INSTRUCTIONS FOR THE TASK: Rewrite the rows from the line with "Where can you find the white display" through the end of the rows, keeping the requests but shifting each answer point by adding 128 to both of its coordinates. Leave the pictures out.

#### RECORDS PROVIDED ####

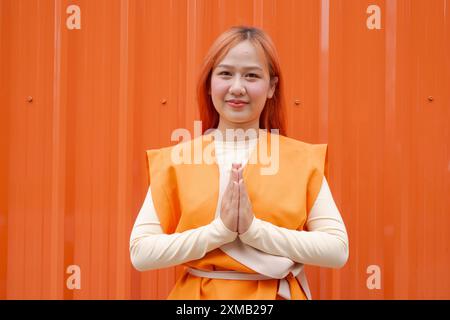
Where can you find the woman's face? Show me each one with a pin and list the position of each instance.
(241, 75)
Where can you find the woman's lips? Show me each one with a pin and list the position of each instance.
(236, 105)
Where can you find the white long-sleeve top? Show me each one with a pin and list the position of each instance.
(325, 243)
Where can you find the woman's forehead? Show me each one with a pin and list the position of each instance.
(243, 56)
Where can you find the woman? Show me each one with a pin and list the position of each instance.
(241, 233)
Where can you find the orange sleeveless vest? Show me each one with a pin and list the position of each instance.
(185, 197)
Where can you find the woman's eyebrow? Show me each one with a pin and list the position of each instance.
(246, 68)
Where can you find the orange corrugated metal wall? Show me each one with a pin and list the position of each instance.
(83, 85)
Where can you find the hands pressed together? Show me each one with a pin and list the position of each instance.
(236, 210)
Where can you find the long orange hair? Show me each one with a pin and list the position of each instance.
(273, 113)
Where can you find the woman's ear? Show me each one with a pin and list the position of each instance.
(273, 85)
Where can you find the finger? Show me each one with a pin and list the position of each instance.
(235, 197)
(235, 175)
(242, 191)
(236, 165)
(229, 191)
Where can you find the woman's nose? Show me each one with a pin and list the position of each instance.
(237, 87)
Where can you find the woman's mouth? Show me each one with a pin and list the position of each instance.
(237, 105)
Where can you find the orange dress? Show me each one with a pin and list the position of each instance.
(185, 197)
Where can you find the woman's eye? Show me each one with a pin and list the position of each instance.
(253, 75)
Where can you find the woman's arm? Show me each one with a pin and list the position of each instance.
(151, 249)
(325, 243)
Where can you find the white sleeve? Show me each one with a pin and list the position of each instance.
(150, 248)
(325, 243)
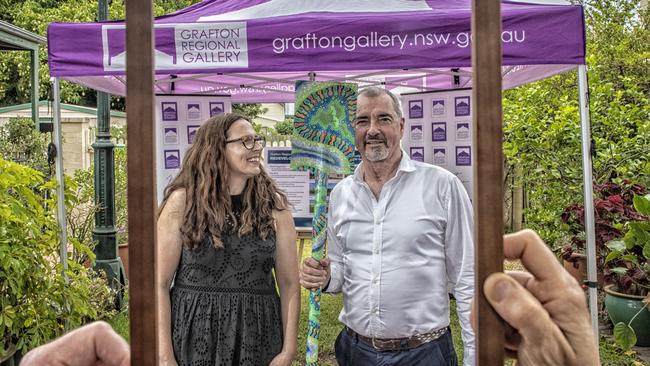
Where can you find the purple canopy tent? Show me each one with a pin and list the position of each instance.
(254, 50)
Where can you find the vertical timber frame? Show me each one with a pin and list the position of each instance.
(488, 173)
(142, 181)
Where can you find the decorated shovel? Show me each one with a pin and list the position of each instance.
(322, 143)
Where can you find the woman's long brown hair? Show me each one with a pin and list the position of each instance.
(204, 176)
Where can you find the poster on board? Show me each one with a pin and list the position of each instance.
(440, 130)
(295, 184)
(178, 117)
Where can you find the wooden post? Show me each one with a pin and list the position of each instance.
(142, 181)
(488, 171)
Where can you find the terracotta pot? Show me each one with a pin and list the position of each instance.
(577, 267)
(123, 252)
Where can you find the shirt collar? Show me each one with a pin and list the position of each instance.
(406, 165)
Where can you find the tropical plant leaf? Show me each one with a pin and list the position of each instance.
(611, 256)
(624, 335)
(642, 204)
(616, 245)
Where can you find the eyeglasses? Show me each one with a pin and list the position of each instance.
(250, 141)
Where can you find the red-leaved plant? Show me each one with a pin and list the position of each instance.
(613, 208)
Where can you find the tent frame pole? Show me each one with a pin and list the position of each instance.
(590, 227)
(60, 188)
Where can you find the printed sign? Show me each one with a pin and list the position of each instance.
(416, 133)
(216, 108)
(440, 156)
(191, 133)
(463, 156)
(172, 159)
(462, 131)
(294, 184)
(170, 136)
(438, 109)
(169, 111)
(415, 109)
(194, 111)
(461, 105)
(439, 131)
(417, 154)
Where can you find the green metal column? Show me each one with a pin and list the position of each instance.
(105, 232)
(35, 96)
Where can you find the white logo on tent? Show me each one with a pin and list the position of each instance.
(277, 8)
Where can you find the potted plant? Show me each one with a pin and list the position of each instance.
(613, 207)
(627, 269)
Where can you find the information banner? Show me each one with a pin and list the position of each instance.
(178, 117)
(438, 131)
(295, 184)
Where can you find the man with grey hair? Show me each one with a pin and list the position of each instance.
(399, 236)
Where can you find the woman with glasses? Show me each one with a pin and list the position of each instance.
(225, 236)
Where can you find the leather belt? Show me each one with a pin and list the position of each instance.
(398, 344)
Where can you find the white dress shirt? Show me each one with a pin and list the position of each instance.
(396, 258)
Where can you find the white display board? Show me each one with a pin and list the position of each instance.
(178, 117)
(294, 184)
(438, 131)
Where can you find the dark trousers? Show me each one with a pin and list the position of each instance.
(354, 352)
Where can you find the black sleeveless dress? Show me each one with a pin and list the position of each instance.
(225, 309)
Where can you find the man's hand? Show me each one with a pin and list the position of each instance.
(315, 274)
(92, 344)
(545, 306)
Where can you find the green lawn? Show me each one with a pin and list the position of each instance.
(330, 328)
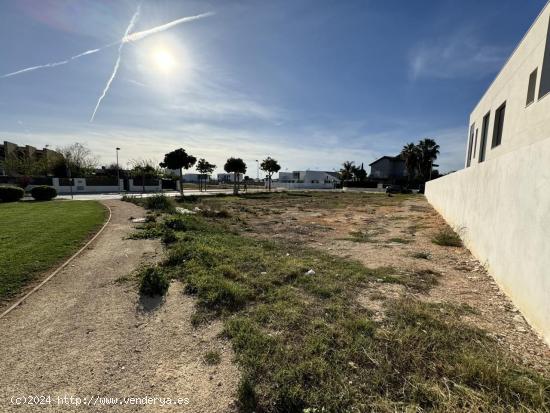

####

TASK RESULT:
Where can you find the white display board? Show me each one with a pin and list the position of each instance.
(306, 245)
(422, 312)
(566, 259)
Where can you find the dark trousers? Show me each one with a pin and list the position of each instance.
(482, 480)
Where can you find the black sleeveless dress? Show me each one with a pin and list the position of each instance.
(353, 437)
Where can you find the man's hand? Show me each one with a pin and list the position of each instance.
(443, 402)
(220, 472)
(673, 434)
Where can you find the green lawn? Show me each one with a pin and list the position of each instance.
(458, 456)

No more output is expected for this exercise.